§ WORK REQUEST: Output everything from the start of the listing down to the line containing "negative clicks: (988, 251) (1004, 258)" as a numbered list, leaving out any blank lines.

§ AVAILABLE DATA:

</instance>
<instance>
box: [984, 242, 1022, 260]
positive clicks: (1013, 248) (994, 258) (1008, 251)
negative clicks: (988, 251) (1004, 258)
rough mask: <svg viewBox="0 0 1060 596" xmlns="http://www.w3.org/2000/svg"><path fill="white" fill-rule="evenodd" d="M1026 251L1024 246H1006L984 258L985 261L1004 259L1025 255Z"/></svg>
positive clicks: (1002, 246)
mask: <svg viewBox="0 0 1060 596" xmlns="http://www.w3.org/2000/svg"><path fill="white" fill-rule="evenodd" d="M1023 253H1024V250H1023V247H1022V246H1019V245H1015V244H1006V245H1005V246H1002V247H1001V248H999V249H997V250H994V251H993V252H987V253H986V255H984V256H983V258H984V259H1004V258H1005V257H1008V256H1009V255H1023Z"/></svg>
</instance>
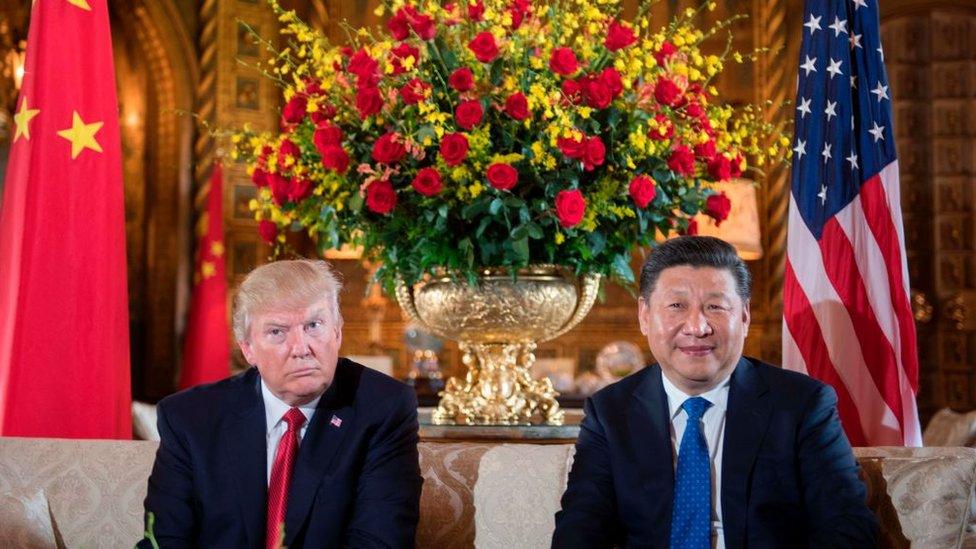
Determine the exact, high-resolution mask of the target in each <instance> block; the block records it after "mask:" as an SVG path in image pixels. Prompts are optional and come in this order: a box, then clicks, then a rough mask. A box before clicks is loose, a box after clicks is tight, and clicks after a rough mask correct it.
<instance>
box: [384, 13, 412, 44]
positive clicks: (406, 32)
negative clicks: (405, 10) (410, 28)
mask: <svg viewBox="0 0 976 549" xmlns="http://www.w3.org/2000/svg"><path fill="white" fill-rule="evenodd" d="M386 28H388V29H390V35H391V36H393V39H394V40H403V39H404V38H406V37H407V36H409V35H410V25H409V23H408V22H407V14H406V13H405V12H404V11H403V8H401V9H398V10H397V12H396V15H394V16H393V17H391V18H390V20H389V21H387V22H386Z"/></svg>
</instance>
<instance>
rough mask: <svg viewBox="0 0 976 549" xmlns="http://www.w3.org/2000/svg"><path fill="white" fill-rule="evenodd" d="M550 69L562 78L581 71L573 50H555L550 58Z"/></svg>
mask: <svg viewBox="0 0 976 549" xmlns="http://www.w3.org/2000/svg"><path fill="white" fill-rule="evenodd" d="M549 68H550V69H552V72H554V73H556V74H560V75H562V76H571V75H572V74H573V73H574V72H576V71H577V69H579V61H577V60H576V54H575V53H574V52H573V50H572V49H571V48H555V49H554V50H552V54H551V55H550V56H549Z"/></svg>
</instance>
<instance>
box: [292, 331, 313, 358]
mask: <svg viewBox="0 0 976 549" xmlns="http://www.w3.org/2000/svg"><path fill="white" fill-rule="evenodd" d="M288 345H289V347H290V348H291V356H293V357H296V358H300V357H305V356H308V354H309V353H310V352H311V348H310V347H309V345H308V335H307V334H306V333H305V330H292V331H291V332H290V333H289V334H288Z"/></svg>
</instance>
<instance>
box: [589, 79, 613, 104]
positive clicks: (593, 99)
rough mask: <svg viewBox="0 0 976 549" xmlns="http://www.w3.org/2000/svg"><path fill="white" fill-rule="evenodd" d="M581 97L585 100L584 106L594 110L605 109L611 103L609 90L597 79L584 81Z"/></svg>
mask: <svg viewBox="0 0 976 549" xmlns="http://www.w3.org/2000/svg"><path fill="white" fill-rule="evenodd" d="M583 97H584V98H585V99H586V104H587V105H589V106H591V107H593V108H594V109H605V108H607V107H609V106H610V102H611V101H613V95H611V93H610V88H608V87H607V85H606V84H605V83H604V82H603V80H599V79H597V78H587V79H586V81H585V82H584V84H583Z"/></svg>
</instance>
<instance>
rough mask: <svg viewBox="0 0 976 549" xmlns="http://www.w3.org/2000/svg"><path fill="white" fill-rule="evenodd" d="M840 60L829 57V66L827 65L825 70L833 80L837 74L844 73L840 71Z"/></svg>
mask: <svg viewBox="0 0 976 549" xmlns="http://www.w3.org/2000/svg"><path fill="white" fill-rule="evenodd" d="M841 63H842V61H841V60H840V59H838V60H836V61H834V59H833V58H831V59H830V66H829V67H827V72H829V73H830V79H831V80H833V79H834V77H835V76H837V75H838V74H844V73H842V72H840V64H841Z"/></svg>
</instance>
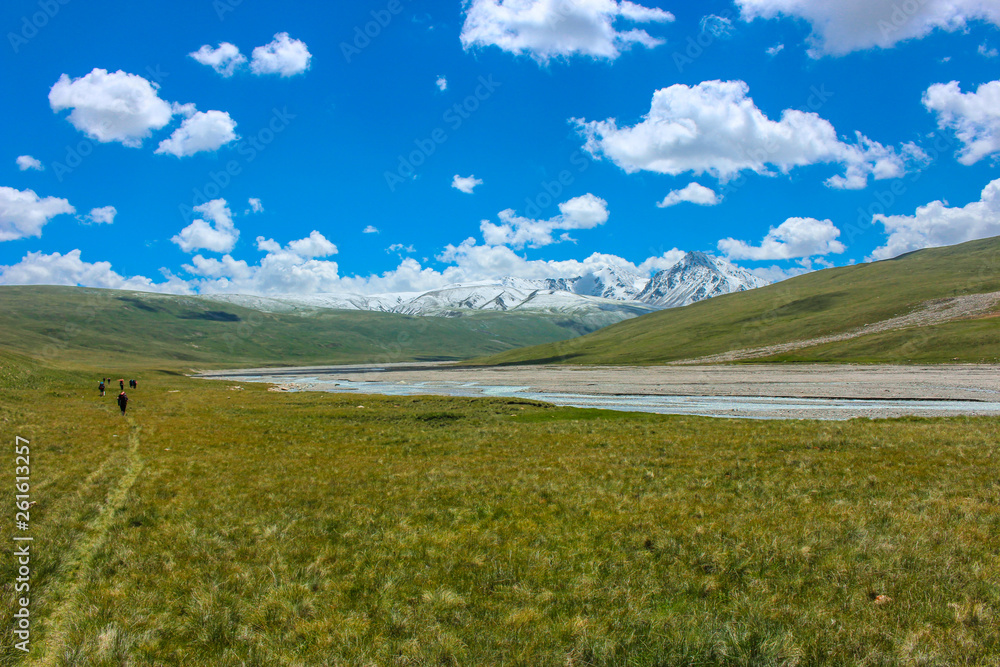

§ WRITTEN RESPONSE:
1. </instance>
2. <instance>
3. box: [984, 242, 1022, 260]
4. positive clicks: (1013, 248) (994, 258) (1008, 251)
5. negative clicks: (988, 251) (1004, 258)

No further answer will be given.